▶ **TASK DETAILS**
Format every line of the listing below as a JSON list of strings, one string for each line, and leave out any blank lines.

▶ **DATA PROVIDED**
..........
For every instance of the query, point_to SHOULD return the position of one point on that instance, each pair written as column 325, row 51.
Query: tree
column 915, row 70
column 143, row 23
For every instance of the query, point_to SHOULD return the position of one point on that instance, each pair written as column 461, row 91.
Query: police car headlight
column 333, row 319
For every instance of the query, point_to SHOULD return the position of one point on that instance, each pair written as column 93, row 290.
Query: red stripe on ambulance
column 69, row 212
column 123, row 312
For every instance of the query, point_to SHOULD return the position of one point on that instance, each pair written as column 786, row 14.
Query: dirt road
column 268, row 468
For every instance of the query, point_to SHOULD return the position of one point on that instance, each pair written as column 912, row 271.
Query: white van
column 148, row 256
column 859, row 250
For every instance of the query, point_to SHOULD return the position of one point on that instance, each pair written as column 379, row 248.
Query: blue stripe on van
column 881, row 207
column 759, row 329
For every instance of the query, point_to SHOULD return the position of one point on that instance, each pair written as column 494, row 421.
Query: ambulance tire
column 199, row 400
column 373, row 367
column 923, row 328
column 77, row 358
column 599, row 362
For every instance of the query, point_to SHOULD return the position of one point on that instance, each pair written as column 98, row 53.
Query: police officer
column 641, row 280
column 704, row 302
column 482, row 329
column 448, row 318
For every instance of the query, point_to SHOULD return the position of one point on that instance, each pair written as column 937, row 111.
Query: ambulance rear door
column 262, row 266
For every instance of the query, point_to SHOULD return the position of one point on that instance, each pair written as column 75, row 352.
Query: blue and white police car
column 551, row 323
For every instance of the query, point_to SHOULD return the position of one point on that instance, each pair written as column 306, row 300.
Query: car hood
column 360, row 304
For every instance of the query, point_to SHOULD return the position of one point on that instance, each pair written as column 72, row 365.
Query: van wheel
..........
▶ **SOLUTION TO THIS EXERCISE**
[
  "For every instance of the query, point_to SHOULD return the position of one point on that instance, each pair written as column 325, row 51.",
  "Query: tree",
  "column 915, row 70",
  "column 143, row 23",
  "For every instance of the query, point_to SHOULD return the position of one point on that instance, each pair written as column 461, row 91.",
  "Query: police car headlight",
  "column 333, row 319",
  "For every instance of the query, point_to SHOULD return the position of one point on that instance, each pair written as column 93, row 290.",
  "Query: red stripe on ambulance",
  "column 69, row 212",
  "column 123, row 312",
  "For every instance of the query, point_to SHOULD return the position of one point on that instance, each pair written as column 786, row 14.",
  "Query: dirt road",
  "column 268, row 468",
  "For every instance of the query, point_to SHOULD return the position of one point on that instance, each pair written as column 912, row 271.",
  "Query: white van",
  "column 148, row 256",
  "column 859, row 250",
  "For every instance of the query, point_to SHOULD return the position of one point on that instance, each pair written as column 379, row 248.",
  "Query: blue stripe on van",
  "column 881, row 207",
  "column 759, row 329",
  "For every instance of the query, point_to SHOULD return the position of one point on that instance, each pair written as column 494, row 421.",
  "Query: ambulance tire",
  "column 199, row 400",
  "column 373, row 367",
  "column 923, row 328",
  "column 77, row 358",
  "column 599, row 362",
  "For every instance of the query, point_to SHOULD return the position of one point on that instance, each pair written as column 98, row 53.",
  "Query: police officer",
  "column 641, row 280",
  "column 704, row 302",
  "column 482, row 329",
  "column 448, row 318",
  "For every instance of the query, point_to SHOULD return the position of one point on that instance, each pair written as column 937, row 111.",
  "Query: ambulance rear door",
  "column 262, row 266",
  "For every instance of the query, point_to SHOULD return the position of one point on that instance, each pair written as column 75, row 352.",
  "Query: blue and white police car",
  "column 551, row 323",
  "For every instance of the query, point_to SHOULD return the position of one point on that instance, each pair written as column 306, row 300.",
  "Query: car hood",
  "column 360, row 304",
  "For every instance of the query, point_to SHOULD return the position of one point on that instance, each pair written as column 72, row 365.",
  "Query: van wheel"
]